出题 1
从记录中包含"For each instance of the sky, set"的那一行开始，到记录最后一行为止（首尾两行都算在内），将这些行排成编号列表，空行不列入。

所给文本
<<<<
GitHub - Shawn-Shaw-x/log-collect

在分布式场景下，日志的收集和检索变得额外困难。本文将利用go的协程实现高吞吐量的分布式日志收集，结合etcd做到配置热更新、利用kafka异步发送日志内容到elasticSearch中。实现日志内容的类实时刷新，方便分布式系统的查看和检索日志内容。

分布式日志系统简介

⭐️1.系统框架

本系统搭建涉及两个独立程序。log-collect和logtransfer，以kafka作为两者之间的消息队列。其中log-collect作为输入端用于多机日志收集。logtransfer作为输出端，将kafka中的内容输出到elasticSearch。涉及第三方组件如列表所示：

etcd：用于配置更新
kafka：log-collect和logtranser之间进行异步通信
elasticSearch：用于日志存储
kibana：提供数据展示和搜索的前台页面

系统整体框架图如下图所示：

⭐️2.依赖搭建

本系统搭建所需依赖：docker、etcd、kafka、elasticsearch、kibana。首先，如果你的机器上没有docker环境，需要先安装docker。 docker官网

在配置完docker环境后，可以采用docker compose up命令执行yml文件，进行一键拉取并运行相关容器。

services:
  kafka:
    image: bitnami/kafka:latest
    container_name: kafka
    restart: always
    ports:
      - "9092:9092"
      - "9093:9093"  # KRaft 选举端口
    environment:
      - ALLOW_PLAINTEXT_LISTENER=yes
      - KAFKA_CFG_NODE_ID=1
      - KAFKA_CFG_PROCESS_ROLES=broker,controller
      - KAFKA_CFG_CONTROLLER_QUORUM_VOTERS=1@localhost:9093
      - KAFKA_CFG_LISTENERS=PLAINTEXT://:9092,CONTROLLER://:9093
      - KAFKA_CFG_ADVERTISED_LISTENERS=PLAINTEXT://localhost:9092
      - KAFKA_CFG_LISTENER_SECURITY_PROTOCOL_MAP=PLAINTEXT:PLAINTEXT,CONTROLLER:PLAINTEXT
      - KAFKA_CFG_INTER_BROKER_LISTENER_NAME=PLAINTEXT
      - KAFKA_CFG_CONTROLLER_LISTENER_NAMES=CONTROLLER
  etcd:
    image: bitnami/etcd:3
    container_name: etcd
    restart: unless-stopped
    ports:
      - "2379:2379"
      - "2380:2380"
>>>>
所给记录
<<<<
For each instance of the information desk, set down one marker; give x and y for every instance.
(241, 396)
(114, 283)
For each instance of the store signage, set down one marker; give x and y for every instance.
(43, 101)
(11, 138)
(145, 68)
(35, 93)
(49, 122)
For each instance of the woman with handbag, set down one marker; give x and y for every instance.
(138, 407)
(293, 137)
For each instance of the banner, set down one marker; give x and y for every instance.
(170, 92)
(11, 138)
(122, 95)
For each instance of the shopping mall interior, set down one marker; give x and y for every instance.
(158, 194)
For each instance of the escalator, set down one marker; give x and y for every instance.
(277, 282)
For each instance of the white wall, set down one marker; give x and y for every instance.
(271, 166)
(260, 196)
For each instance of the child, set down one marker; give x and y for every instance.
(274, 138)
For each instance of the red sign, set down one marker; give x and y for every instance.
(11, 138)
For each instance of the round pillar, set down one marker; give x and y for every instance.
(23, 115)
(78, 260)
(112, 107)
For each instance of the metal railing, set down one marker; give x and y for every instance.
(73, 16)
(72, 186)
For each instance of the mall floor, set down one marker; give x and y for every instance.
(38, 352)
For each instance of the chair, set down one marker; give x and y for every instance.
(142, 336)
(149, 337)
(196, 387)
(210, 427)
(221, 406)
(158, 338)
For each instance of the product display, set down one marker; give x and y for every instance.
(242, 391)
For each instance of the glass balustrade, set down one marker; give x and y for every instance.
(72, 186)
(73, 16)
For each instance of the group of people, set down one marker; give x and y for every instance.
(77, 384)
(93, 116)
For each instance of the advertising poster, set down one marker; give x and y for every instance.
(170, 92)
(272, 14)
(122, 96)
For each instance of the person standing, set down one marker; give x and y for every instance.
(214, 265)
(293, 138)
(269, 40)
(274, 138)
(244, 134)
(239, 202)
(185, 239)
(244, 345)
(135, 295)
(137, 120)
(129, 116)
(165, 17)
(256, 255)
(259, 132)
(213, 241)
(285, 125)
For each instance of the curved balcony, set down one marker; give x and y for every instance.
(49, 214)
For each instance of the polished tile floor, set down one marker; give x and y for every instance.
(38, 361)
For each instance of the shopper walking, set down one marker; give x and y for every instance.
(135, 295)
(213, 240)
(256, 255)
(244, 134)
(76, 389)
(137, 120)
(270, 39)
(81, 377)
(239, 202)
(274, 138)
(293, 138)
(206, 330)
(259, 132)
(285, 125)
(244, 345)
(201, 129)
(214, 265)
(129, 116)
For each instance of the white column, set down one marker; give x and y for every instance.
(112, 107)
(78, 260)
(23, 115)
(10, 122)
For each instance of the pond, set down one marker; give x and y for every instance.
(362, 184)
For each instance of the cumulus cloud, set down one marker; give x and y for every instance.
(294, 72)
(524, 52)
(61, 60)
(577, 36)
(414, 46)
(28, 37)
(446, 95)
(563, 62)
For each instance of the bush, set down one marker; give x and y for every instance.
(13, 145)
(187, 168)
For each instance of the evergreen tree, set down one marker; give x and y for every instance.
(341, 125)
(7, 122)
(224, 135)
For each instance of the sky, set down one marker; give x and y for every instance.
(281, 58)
>>>>
出题 2
这篇介绍分布式日志收集系统的文本在最后一行之后该怎么写下去？请接着续写。

答复 1
1. For each instance of the sky, set down one marker; give x and y for every instance.
2. (281, 58)

答复 2
    environment:
      - ALLOW_NONE_AUTHENTICATION=yes
      - ETCD_ADVERTISE_CLIENT_URLS=http://0.0.0.0:2379
      - ETCD_LISTEN_CLIENT_URLS=http://0.0.0.0:2379
      - ETCD_LISTEN_PEER_URLS=http://0.0.0.0:2380
      - ETCD_INITIAL_ADVERTISE_PEER_URLS=http://0.0.0.0:2380
      - ETCD_INITIAL_CLUSTER=default=http://0.0.0.0:2380
      - ETCD_INITIAL_CLUSTER_TOKEN=etcd-cluster
      - ETCD_INITIAL_CLUSTER_STATE=new
    volumes:
      - etcd-data:/etcd-data
  elasticsearch:
    image: docker.elastic.co/elasticsearch/elasticsearch:8.6.2
    container_name: elasticsearch
    environment:
      - xpack.security.enabled=false
      - discovery.type=single-node
      - ES_JAVA_OPTS=-Xms512m -Xmx512m
    ulimits:
      memlock:
        soft: -1
        hard: -1
    volumes:
      - es_data:/usr/share/elasticsearch/data
    networks:
      - esnet
    ports:
      - 9200:9200
      - 9300:9300
    restart: always

  kibana:
    image: docker.elastic.co/kibana/kibana:8.6.2
    container_name: kibana
    environment:
      - ELASTICSEARCH_URL=http://elasticsearch:9200
    ports:
      - 5601:5601
    networks:
      - esnet
    restart: always
volumes:
  etcd-data:
  es_data:
    driver: local
  kafka_data:
    driver: local
networks:
  esnet:
    driver: bridge

如果一切正常，即可在docker destop中看到

下面，我们将逐一测试各服务是否正常

etcd：输入：etcdctl --endpoints=http://127.0.0.1:2379 endpoint health 如果正常，你将看到：127.0.0.1:2379 is healthy: successfully committed proposal
kafka：进入kafka容器： docker exec -it kafka /bin/bash 进入bin目录：/opt/bitnami/kafka/bin 执行producer： kafka-console-producer.sh --bootstraprver 127.0.0.1:9092 --topic test_topic 如果正常，你将进入到控制台内，可输入生产者消息。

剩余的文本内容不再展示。